═══ DATA SHOWN ═══

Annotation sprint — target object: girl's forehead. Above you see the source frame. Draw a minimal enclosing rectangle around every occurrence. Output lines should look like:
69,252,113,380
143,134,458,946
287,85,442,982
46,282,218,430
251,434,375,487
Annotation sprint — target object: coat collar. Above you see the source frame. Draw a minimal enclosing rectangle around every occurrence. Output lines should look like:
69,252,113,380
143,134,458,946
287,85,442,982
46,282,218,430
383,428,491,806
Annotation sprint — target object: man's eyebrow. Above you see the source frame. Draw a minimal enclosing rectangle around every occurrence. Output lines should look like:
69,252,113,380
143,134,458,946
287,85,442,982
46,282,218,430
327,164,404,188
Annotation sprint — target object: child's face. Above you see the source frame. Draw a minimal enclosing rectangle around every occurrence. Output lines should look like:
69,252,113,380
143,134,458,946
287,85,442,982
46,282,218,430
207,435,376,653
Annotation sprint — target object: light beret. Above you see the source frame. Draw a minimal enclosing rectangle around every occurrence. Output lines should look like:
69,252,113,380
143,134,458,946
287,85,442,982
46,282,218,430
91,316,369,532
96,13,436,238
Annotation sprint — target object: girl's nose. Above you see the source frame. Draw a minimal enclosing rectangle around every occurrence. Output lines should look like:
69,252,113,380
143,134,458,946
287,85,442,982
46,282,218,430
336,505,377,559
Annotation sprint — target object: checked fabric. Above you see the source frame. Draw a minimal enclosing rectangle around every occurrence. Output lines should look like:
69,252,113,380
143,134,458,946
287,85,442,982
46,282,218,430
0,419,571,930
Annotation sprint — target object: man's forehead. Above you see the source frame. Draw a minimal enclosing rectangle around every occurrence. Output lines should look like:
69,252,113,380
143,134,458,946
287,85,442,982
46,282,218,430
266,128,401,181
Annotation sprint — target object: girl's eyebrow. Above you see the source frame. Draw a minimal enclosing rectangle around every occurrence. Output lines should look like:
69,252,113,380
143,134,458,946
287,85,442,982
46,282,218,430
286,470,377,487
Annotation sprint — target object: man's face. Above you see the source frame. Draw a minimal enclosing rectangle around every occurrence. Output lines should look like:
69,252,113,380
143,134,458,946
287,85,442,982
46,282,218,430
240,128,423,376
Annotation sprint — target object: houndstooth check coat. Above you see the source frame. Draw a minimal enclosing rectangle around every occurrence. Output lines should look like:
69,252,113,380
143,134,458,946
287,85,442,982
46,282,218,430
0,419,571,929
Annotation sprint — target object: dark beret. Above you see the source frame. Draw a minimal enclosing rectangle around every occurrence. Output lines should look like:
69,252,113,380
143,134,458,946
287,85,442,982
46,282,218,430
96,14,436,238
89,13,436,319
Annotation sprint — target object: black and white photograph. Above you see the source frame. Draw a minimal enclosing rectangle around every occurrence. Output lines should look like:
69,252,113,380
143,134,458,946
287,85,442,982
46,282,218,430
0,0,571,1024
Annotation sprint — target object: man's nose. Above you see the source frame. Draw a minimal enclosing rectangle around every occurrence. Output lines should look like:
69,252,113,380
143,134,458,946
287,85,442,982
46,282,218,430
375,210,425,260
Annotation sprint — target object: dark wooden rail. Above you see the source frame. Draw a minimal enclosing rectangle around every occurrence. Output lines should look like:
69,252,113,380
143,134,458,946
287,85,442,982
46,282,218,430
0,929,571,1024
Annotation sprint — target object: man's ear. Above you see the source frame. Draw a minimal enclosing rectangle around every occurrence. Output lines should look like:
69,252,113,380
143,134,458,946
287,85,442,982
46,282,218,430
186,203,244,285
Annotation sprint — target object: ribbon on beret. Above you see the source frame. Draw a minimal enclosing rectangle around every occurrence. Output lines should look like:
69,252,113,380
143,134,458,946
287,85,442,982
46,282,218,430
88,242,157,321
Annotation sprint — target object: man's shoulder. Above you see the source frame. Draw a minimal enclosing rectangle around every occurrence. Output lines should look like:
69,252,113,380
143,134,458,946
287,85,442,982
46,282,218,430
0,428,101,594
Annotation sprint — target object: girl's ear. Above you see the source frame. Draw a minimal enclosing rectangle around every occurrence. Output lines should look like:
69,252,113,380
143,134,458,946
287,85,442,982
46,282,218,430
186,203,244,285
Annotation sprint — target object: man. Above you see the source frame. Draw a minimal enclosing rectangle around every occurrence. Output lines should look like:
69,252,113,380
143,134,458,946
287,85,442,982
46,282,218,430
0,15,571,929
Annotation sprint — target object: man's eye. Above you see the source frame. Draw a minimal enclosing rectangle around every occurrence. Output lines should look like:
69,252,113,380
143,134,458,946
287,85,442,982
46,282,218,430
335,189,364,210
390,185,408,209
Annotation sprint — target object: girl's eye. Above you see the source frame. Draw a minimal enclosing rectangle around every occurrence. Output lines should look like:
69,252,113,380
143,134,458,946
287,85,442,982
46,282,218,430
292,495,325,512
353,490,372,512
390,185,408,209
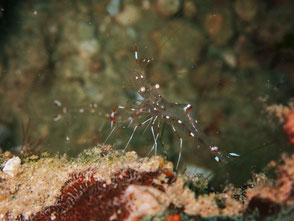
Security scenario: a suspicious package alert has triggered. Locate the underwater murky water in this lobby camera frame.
[0,0,294,183]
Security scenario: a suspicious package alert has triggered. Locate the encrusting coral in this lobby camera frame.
[0,146,294,221]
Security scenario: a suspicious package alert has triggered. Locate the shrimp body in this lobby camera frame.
[106,46,239,168]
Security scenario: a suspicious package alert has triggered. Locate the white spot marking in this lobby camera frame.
[229,153,240,157]
[210,146,218,151]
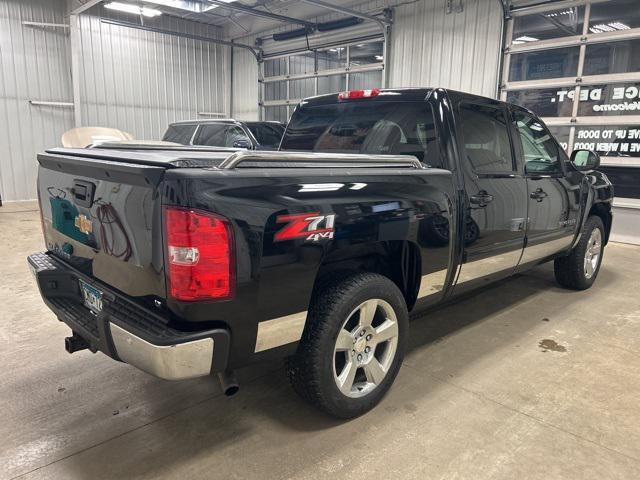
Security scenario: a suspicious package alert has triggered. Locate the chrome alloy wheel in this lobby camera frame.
[333,298,398,398]
[584,228,602,278]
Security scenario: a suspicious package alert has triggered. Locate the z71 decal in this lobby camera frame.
[274,212,336,242]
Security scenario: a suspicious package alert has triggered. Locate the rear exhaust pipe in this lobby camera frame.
[218,370,240,397]
[64,332,89,353]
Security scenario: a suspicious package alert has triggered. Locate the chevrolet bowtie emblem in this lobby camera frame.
[73,214,93,235]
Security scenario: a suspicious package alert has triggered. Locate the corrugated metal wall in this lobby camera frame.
[390,0,502,97]
[80,8,229,139]
[233,0,502,118]
[0,0,73,200]
[0,0,230,200]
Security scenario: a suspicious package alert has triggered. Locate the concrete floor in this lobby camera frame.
[0,204,640,480]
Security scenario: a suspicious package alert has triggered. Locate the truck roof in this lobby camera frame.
[169,118,282,125]
[300,87,516,106]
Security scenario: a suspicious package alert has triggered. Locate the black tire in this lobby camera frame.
[553,216,604,290]
[287,273,409,418]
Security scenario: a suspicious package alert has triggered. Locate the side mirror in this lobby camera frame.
[233,138,253,150]
[571,150,600,172]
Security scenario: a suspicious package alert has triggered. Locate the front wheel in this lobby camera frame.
[288,273,408,418]
[554,216,604,290]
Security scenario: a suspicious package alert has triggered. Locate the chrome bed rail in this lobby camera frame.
[218,151,425,170]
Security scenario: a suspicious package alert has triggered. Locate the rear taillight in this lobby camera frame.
[338,88,380,100]
[164,207,235,301]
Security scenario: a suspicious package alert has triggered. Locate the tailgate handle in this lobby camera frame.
[71,180,96,208]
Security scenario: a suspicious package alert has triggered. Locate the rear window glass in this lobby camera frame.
[247,123,284,148]
[193,123,229,147]
[162,125,196,145]
[280,101,442,167]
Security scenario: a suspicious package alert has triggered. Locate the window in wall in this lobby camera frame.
[507,88,575,117]
[509,47,580,82]
[578,83,640,116]
[514,112,562,174]
[349,71,382,90]
[289,78,316,99]
[349,42,384,67]
[589,0,640,33]
[318,47,347,71]
[264,106,289,123]
[583,39,640,75]
[264,80,287,101]
[264,58,287,77]
[262,40,384,119]
[460,103,514,173]
[318,74,347,95]
[289,52,315,75]
[512,6,584,45]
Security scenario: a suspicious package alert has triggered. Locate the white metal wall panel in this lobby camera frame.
[390,0,502,97]
[80,12,228,139]
[231,32,260,120]
[0,0,73,200]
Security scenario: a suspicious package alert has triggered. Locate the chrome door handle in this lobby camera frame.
[529,188,549,202]
[469,190,493,207]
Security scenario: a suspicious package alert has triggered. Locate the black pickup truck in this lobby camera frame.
[29,89,613,418]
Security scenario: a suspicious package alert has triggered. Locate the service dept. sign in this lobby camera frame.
[551,84,640,117]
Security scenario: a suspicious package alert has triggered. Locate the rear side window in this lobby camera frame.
[460,103,514,173]
[162,124,196,145]
[247,123,284,148]
[281,100,442,167]
[514,112,562,174]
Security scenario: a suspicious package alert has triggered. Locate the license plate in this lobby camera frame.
[78,280,102,313]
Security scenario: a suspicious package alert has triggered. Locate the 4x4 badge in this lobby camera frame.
[274,212,336,242]
[73,214,93,235]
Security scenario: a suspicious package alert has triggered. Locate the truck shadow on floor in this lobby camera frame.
[63,265,616,478]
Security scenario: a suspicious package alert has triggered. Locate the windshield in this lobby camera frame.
[246,122,284,148]
[280,101,439,166]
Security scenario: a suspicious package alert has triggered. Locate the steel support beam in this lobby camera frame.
[99,18,260,60]
[69,14,82,127]
[200,0,316,27]
[301,0,391,27]
[71,0,102,15]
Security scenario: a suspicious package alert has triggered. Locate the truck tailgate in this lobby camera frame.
[38,151,171,298]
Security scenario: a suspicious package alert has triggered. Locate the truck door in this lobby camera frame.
[512,109,580,266]
[454,100,527,294]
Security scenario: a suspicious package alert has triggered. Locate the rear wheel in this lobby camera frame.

═══

* **GOAL OF THE EXERCISE**:
Return, without any change, the lines starting with the first line of the records and going on through the line containing "251,434,375,487".

* **OUTPUT OF THE EXERCISE**:
Annotation sprint — target object: girl's forehead. Above you see the source frame. Draw a minimal enclosing rectangle around every occurrence. Output lines should look like:
69,252,113,380
143,134,458,946
287,85,442,982
46,282,218,430
251,434,375,487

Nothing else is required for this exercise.